Task directions
Up to and including the final line, retype each line of the records below, starting with the one that contains "Expected behaviour: for every instance of the flat".
──────
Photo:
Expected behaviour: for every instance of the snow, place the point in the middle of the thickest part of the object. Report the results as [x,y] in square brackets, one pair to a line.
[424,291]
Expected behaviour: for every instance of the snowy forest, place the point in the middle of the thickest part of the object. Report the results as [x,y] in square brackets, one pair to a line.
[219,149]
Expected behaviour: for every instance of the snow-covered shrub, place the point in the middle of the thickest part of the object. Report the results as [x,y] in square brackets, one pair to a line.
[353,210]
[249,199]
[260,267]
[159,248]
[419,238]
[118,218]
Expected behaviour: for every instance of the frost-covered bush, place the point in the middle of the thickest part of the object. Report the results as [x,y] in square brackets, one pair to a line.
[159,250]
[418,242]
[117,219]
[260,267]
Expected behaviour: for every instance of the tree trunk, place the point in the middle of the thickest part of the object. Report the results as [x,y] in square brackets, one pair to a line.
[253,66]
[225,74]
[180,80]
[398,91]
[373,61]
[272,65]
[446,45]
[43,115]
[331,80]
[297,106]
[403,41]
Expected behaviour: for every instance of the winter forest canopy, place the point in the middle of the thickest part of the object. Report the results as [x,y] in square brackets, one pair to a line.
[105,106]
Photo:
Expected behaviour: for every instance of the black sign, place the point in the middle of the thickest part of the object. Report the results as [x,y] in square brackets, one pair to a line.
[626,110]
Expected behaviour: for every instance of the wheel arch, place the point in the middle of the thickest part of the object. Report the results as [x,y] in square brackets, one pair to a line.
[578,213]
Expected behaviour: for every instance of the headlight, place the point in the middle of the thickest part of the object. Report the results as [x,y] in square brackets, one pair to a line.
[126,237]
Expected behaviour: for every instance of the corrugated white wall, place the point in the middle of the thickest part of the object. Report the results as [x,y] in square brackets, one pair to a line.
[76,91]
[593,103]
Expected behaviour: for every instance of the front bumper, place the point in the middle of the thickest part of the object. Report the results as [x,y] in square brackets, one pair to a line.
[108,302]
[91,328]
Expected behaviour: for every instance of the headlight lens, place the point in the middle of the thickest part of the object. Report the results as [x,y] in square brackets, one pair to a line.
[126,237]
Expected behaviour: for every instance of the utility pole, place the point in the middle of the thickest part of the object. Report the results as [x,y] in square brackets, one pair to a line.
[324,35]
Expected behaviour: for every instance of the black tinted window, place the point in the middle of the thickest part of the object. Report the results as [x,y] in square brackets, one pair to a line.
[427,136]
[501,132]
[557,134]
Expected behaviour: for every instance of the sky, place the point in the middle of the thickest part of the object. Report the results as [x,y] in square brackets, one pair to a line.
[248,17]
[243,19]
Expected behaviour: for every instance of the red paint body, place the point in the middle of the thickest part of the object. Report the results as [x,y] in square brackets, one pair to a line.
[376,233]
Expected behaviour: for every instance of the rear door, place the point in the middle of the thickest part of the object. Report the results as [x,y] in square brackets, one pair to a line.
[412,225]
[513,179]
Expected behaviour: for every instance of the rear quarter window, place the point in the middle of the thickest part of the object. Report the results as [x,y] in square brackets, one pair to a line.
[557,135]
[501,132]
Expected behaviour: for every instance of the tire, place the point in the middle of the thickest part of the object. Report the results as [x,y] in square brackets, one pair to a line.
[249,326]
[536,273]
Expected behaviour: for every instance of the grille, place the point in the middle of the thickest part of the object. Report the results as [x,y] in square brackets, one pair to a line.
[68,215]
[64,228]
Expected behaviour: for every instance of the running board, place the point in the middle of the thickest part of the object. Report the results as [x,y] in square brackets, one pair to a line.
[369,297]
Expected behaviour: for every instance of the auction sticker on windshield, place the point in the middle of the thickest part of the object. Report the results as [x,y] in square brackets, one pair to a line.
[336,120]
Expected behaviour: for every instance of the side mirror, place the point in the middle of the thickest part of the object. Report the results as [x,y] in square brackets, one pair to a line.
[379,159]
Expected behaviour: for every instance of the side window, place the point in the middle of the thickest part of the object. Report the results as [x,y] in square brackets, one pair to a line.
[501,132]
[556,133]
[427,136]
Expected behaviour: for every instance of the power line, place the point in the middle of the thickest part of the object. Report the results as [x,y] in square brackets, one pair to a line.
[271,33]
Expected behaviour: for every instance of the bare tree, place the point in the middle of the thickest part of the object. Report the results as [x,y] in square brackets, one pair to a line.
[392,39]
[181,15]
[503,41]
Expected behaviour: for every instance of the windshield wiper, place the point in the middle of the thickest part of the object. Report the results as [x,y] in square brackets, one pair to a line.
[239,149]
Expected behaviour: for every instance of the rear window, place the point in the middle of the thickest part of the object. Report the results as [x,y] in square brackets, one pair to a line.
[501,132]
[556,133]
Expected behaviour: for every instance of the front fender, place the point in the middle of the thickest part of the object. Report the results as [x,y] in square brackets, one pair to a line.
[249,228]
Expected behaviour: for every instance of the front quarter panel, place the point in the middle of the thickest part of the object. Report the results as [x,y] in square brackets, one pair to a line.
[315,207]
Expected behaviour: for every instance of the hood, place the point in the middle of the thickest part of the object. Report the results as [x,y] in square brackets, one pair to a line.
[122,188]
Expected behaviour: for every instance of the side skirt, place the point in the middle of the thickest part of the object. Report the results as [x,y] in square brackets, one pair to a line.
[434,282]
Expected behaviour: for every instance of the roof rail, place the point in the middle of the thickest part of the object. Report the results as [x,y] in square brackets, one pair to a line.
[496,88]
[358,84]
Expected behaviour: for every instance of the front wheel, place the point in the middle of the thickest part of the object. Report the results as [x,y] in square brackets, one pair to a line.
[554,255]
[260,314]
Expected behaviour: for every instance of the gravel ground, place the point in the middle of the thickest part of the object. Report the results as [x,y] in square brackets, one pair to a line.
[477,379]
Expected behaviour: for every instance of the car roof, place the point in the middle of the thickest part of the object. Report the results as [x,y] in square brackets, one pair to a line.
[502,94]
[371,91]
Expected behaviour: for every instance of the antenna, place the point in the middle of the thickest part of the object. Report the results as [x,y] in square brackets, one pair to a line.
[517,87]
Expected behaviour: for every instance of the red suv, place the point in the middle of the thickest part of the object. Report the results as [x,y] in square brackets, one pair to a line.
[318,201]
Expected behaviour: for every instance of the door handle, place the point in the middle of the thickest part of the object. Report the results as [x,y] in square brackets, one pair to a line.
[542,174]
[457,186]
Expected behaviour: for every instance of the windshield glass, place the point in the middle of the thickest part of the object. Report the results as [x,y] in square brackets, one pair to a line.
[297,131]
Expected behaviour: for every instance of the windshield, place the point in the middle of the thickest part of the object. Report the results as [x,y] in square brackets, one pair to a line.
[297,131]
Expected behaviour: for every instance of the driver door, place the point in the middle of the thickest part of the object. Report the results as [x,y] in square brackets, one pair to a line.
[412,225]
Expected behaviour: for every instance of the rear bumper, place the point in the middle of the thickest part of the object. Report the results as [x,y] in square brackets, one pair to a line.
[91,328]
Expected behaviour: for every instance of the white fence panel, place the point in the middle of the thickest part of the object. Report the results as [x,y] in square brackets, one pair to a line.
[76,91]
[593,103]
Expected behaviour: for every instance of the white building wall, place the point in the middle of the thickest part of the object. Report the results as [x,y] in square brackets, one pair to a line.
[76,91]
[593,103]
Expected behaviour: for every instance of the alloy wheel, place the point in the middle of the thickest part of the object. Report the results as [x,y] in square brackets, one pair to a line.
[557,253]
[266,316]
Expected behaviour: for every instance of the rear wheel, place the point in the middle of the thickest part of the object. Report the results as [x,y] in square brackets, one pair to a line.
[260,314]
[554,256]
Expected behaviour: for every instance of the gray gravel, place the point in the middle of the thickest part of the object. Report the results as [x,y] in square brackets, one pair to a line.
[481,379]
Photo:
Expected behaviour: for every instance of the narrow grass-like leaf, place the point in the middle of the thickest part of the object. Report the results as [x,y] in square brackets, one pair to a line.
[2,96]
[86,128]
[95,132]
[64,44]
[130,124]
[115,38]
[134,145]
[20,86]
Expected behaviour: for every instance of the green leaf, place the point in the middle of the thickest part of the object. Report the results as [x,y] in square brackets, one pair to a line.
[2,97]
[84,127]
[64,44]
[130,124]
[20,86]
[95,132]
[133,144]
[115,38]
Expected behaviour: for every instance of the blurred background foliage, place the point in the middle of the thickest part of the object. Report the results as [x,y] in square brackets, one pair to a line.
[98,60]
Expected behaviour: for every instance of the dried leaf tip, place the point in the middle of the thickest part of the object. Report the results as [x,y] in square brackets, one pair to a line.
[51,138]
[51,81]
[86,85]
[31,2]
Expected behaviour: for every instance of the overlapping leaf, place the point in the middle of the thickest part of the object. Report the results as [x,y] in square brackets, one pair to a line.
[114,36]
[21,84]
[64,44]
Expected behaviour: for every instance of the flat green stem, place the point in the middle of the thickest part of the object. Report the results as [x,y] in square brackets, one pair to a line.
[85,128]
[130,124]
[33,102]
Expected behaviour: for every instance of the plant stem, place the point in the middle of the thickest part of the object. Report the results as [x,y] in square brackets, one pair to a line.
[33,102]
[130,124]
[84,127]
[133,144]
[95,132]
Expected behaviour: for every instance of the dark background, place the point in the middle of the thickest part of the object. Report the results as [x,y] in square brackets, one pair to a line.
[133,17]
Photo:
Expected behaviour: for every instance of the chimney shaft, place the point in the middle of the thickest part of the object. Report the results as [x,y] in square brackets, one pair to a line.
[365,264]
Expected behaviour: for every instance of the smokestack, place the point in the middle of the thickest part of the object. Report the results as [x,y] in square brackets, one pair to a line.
──────
Output of the exercise
Expected behaviour: for every instance of the flat green stem, place the point in the middle of the thickest part of the object. Report the results as [x,y] in square brackets, one pair to a line.
[85,128]
[130,124]
[33,102]
Expected behaviour: for every instance of the plant stem, place the point in the middle of the thickest part of the object. Report the results as [x,y] in square brackets, one pair to a line.
[33,102]
[130,124]
[84,127]
[133,144]
[95,132]
Expected behaviour: for every instance of the dark background, place the point in the middle of the thickest part of the object. Report the results as [x,y] in square brackets, one pair to a line.
[133,17]
Photo:
Expected behaviour: for every instance of the chimney shaft, place the point in the middle of the thickest part of the object. Report the results as [x,y] in square brackets, one pair to a line.
[365,264]
Expected behaviour: for every instance of the smokestack, place the point in the middle of the thickest part of the object. Report the results as [x,y] in square brackets, one pair to a line.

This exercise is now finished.